▶ _Given passage_:
◆ ◆ ◆ ◆ ◆
Single by Black featuring Sam Brown

from the album Black
- B-side: "You Lift Me Up" "What You Are";
- Released: 15 July 1991
- Length: 3:07
- Label: A&M
- Songwriter(s): Black
- Producer(s): Robin Millar

Black featuring Sam Brown singles chronology
| "Here It Comes Again" (1991) | "Fly Up to the Moon" (1991) | "Don't Take the Silence Too Hard" (1993) |

= Fly Up to the Moon =

1991 song by Black

"Fly Up to the Moon" is a song by English singer-songwriter Black, released by A&M on 15 July 1991 as the third and final single from his third studio album, Black. The song, which features guest vocals from Sam Brown, was written by Black and produced by Robin Millar. It reached number 89 in the UK Singles Chart.

==Background==
In 1991, Black said of the song, "I did intend [for] 'Fly Up to the Moon' to be a kind of microcosm of the LP. I felt I'd already written a protest song in 'Feel Like Change', but what both songs share is this sense of 'I'm just sick of this'. Not that you're any more compassionate or you're actually doing anything about it, it's just that 'I'm sick of this', and what an alterative might be or outlining why. 'Feel Like Change' is a kind of 'why' and 'Fly Up to the Moon' is 'what might happen then'. The song was recorded as a duet with guest vocals from Sam Brown. Black recalled in 1997 of how he came to work with her, "We share the same friends, acquaintances and an A&M sojourn. She seemed right, so I asked her."

==Release==
"Fly Up to the Moon" was released in the UK on 15 July 1991. The 7-inch and CD formats included two new non-album tracks, "You Lift Me Up" and "What You Are", with the CD format adding a third extra track, a version of Janet Jackson's 1986 hit "Control". A digipack CD edition featured three other new recordings which were exclusive to the release, including a cover of Wreckless Eric's 1977 song "Whole Wide World". The single failed to reach the top 75 in the UK Singles Chart and reached its peak of number 89 in its first week on 27 July 1991. On 16 November 1991, the song peaked at number 4 on the Music & Media National Airplay chart for Switzerland's most played records on the national station DRS 3 and major privates. It was Black's last release on A&M.

==Music video==
The song's music video did not feature Black or Sam Brown themselves, but clay models of them in a stop motion animation. The video was developed by Moving Picture Company, with Mike Olley as the director and Juliet Naylor as the producer.
◆ ◆ ◆ ◆ ◆
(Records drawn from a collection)
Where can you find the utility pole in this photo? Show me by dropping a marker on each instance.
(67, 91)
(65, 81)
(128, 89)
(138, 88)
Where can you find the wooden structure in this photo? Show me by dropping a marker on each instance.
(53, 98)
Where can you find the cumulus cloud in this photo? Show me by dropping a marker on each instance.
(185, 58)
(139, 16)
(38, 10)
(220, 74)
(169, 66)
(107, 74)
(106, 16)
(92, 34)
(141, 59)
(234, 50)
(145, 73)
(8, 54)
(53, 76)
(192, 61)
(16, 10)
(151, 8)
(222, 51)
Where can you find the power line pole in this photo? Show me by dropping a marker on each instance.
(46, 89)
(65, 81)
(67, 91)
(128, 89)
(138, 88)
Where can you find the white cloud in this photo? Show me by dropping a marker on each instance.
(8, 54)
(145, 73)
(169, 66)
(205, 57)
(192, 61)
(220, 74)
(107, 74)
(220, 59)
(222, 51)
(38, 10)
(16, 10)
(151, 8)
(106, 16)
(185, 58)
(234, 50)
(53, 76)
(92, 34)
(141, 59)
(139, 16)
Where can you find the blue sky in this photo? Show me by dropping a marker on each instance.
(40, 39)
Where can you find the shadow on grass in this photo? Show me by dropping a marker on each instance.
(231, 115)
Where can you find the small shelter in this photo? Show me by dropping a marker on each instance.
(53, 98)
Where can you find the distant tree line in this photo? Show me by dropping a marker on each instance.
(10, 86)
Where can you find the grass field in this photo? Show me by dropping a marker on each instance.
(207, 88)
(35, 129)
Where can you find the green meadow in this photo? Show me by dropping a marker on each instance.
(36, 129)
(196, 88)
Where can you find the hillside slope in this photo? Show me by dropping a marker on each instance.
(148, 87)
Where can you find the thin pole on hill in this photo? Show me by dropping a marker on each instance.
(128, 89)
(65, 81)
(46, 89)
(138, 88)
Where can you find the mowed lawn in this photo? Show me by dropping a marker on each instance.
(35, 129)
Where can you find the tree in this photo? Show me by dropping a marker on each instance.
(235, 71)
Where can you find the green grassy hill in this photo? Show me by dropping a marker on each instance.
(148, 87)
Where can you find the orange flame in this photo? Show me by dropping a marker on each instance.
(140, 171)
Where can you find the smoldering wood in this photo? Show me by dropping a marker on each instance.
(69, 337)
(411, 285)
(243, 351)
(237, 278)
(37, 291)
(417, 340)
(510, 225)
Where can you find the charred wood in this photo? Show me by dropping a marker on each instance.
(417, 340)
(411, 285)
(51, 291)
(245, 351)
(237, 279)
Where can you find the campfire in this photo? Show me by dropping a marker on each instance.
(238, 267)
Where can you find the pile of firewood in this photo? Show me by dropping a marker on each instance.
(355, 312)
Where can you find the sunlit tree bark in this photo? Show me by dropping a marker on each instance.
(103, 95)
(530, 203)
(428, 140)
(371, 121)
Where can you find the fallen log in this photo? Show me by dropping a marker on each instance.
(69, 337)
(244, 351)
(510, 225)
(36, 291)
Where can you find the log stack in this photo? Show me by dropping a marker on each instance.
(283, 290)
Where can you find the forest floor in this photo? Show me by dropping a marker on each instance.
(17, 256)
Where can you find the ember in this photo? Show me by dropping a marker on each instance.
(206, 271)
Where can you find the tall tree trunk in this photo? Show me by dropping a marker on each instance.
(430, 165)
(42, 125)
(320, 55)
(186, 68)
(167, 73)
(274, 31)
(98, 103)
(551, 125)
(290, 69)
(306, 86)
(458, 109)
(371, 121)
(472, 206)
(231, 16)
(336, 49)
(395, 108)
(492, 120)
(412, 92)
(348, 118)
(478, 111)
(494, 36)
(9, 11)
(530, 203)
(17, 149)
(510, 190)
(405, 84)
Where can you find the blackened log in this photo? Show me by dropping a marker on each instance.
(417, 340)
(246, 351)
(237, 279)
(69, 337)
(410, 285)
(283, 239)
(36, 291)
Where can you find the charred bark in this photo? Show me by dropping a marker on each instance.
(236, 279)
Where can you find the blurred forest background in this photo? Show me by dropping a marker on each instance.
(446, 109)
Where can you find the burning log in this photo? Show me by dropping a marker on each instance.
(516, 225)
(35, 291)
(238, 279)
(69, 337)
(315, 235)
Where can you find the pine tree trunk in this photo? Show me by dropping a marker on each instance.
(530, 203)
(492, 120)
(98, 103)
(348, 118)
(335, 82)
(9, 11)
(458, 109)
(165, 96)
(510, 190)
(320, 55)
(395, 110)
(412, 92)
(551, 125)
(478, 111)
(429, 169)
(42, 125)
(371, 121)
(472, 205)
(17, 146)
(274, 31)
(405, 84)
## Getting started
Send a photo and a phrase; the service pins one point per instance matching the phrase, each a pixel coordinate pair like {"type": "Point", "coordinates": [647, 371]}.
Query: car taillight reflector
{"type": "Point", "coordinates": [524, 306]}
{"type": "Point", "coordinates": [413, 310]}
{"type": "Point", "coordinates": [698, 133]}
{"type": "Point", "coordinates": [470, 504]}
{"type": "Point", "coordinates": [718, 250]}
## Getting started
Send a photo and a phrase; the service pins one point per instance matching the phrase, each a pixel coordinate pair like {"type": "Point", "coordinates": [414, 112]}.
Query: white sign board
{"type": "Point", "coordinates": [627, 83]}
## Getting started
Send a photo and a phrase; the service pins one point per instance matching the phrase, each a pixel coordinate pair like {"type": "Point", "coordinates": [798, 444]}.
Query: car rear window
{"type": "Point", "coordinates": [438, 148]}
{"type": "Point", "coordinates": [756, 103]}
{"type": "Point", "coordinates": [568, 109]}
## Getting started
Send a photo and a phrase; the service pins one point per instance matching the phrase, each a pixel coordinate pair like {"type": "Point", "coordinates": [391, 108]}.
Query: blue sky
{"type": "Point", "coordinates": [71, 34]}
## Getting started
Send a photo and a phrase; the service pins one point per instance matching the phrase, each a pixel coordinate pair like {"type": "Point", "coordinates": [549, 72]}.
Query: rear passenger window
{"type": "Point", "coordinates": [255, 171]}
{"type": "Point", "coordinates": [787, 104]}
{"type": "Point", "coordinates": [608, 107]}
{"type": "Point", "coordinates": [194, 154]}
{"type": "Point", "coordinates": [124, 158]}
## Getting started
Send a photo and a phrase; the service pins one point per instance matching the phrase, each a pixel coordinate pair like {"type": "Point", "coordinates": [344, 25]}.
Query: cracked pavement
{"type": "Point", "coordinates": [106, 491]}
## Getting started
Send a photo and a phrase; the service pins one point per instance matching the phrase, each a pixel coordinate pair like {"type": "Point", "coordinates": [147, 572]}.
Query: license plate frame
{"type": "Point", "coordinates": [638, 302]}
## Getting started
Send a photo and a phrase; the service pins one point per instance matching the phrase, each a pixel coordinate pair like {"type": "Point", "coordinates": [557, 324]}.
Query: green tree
◆ ◆ ◆ ◆ ◆
▶ _To do_:
1. Reproduce the part of the song article that opens with the words containing "1991 song by" and closes with "UK Singles Chart.".
2. State only the number of lines in the records that contain the string "pixel".
The records are unrelated to the article on the song "Fly Up to the Moon."

▶ _Solutions to the exercise_:
1.
1991 song by Black

"Fly Up to the Moon" is a song by English singer-songwriter Black, released by A&M on 15 July 1991 as the third and final single from his third studio album, Black. The song, which features guest vocals from Sam Brown, was written by Black and produced by Robin Millar. It reached number 89 in the UK Singles Chart.

2. 8